--- MATERIAL SUPPLIED Enclosed Below ---
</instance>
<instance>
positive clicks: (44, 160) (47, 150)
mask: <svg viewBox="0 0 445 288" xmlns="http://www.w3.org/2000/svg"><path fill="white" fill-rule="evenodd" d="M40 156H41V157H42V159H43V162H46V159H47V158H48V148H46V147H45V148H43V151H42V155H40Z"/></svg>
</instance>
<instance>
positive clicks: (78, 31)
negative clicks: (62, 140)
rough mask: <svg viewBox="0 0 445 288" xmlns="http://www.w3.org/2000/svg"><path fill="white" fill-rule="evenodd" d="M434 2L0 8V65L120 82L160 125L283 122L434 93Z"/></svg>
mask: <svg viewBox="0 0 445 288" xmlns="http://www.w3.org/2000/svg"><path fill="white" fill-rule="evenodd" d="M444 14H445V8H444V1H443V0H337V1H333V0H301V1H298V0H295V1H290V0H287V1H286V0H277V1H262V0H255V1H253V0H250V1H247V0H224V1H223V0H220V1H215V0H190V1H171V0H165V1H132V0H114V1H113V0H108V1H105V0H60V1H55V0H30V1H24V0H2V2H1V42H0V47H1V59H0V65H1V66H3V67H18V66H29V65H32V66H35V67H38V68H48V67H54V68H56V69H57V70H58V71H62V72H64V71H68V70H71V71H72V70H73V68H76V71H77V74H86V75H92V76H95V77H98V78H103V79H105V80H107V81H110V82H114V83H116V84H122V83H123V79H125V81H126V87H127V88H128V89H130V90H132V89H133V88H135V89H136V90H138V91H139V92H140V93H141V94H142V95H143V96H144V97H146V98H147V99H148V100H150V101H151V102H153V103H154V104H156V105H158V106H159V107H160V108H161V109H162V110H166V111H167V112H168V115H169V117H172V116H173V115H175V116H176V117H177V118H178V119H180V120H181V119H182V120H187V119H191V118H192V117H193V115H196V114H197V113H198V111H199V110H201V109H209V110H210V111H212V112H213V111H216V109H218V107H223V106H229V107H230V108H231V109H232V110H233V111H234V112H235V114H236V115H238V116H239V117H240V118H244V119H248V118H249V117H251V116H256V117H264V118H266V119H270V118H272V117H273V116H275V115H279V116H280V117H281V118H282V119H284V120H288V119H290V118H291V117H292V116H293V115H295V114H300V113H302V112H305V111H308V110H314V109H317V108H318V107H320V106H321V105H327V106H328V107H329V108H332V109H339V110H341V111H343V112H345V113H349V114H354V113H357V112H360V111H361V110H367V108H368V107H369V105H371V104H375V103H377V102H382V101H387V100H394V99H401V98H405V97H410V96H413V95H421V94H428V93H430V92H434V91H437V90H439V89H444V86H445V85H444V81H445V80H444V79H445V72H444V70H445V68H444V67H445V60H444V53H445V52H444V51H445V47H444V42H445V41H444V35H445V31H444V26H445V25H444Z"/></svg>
--- End of Enclosed MATERIAL SUPPLIED ---
**WHAT YOU NEED TO DO**
Every record should be output precisely as it was given.

**FINISHED EXERCISE**
</instance>
<instance>
positive clicks: (44, 160) (47, 150)
mask: <svg viewBox="0 0 445 288" xmlns="http://www.w3.org/2000/svg"><path fill="white" fill-rule="evenodd" d="M40 156H41V157H42V159H43V162H46V159H47V158H48V148H46V147H45V148H43V151H42V155H40Z"/></svg>
</instance>
<instance>
positive clicks: (78, 31)
negative clicks: (62, 140)
rough mask: <svg viewBox="0 0 445 288" xmlns="http://www.w3.org/2000/svg"><path fill="white" fill-rule="evenodd" d="M434 2L0 8V65L120 82L160 125L283 122L434 93Z"/></svg>
mask: <svg viewBox="0 0 445 288" xmlns="http://www.w3.org/2000/svg"><path fill="white" fill-rule="evenodd" d="M444 14H445V8H444V1H443V0H337V1H333V0H301V1H298V0H295V1H290V0H287V1H286V0H277V1H262V0H255V1H253V0H250V1H247V0H224V1H223V0H220V1H215V0H190V1H171V0H165V1H132V0H114V1H113V0H108V1H105V0H60V1H55V0H30V1H24V0H2V2H1V42H0V47H1V59H0V65H1V66H3V67H18V66H29V65H32V66H35V67H38V68H48V67H54V68H56V69H57V70H58V71H62V72H64V71H68V70H71V71H72V70H73V68H76V71H77V74H86V75H92V76H95V77H98V78H103V79H105V80H107V81H110V82H114V83H116V84H122V83H123V79H125V81H126V87H127V88H128V89H130V90H132V89H133V88H135V89H136V90H138V91H139V92H140V93H141V94H142V95H143V96H144V97H146V98H147V99H148V100H150V101H151V102H153V103H154V104H156V105H158V106H159V107H160V108H161V109H162V110H166V111H167V112H168V115H169V117H172V116H173V115H175V116H176V117H177V118H178V119H180V120H181V119H182V120H187V119H191V118H192V117H193V115H196V114H197V113H198V111H199V110H201V109H209V110H210V111H212V112H213V111H216V109H218V107H223V106H229V107H230V108H231V109H232V110H233V111H234V112H235V114H236V115H238V116H239V117H240V118H244V119H248V118H249V117H251V116H256V117H264V118H266V119H270V118H272V117H273V116H275V115H279V116H280V117H281V118H282V119H284V120H288V119H290V118H291V117H292V116H293V115H295V114H300V113H302V112H305V111H308V110H314V109H317V108H318V107H320V106H321V105H327V106H328V107H329V108H332V109H339V110H341V111H343V112H345V113H349V114H354V113H357V112H360V111H361V110H367V108H368V107H369V105H371V104H375V103H377V102H382V101H387V100H394V99H401V98H405V97H410V96H413V95H421V94H428V93H430V92H434V91H437V90H439V89H444V86H445V85H444V81H445V80H444V79H445V72H444V70H445V68H444V67H445V60H444V53H445V52H444V51H445V47H444V42H445V41H444V35H445V31H444V26H445V25H444Z"/></svg>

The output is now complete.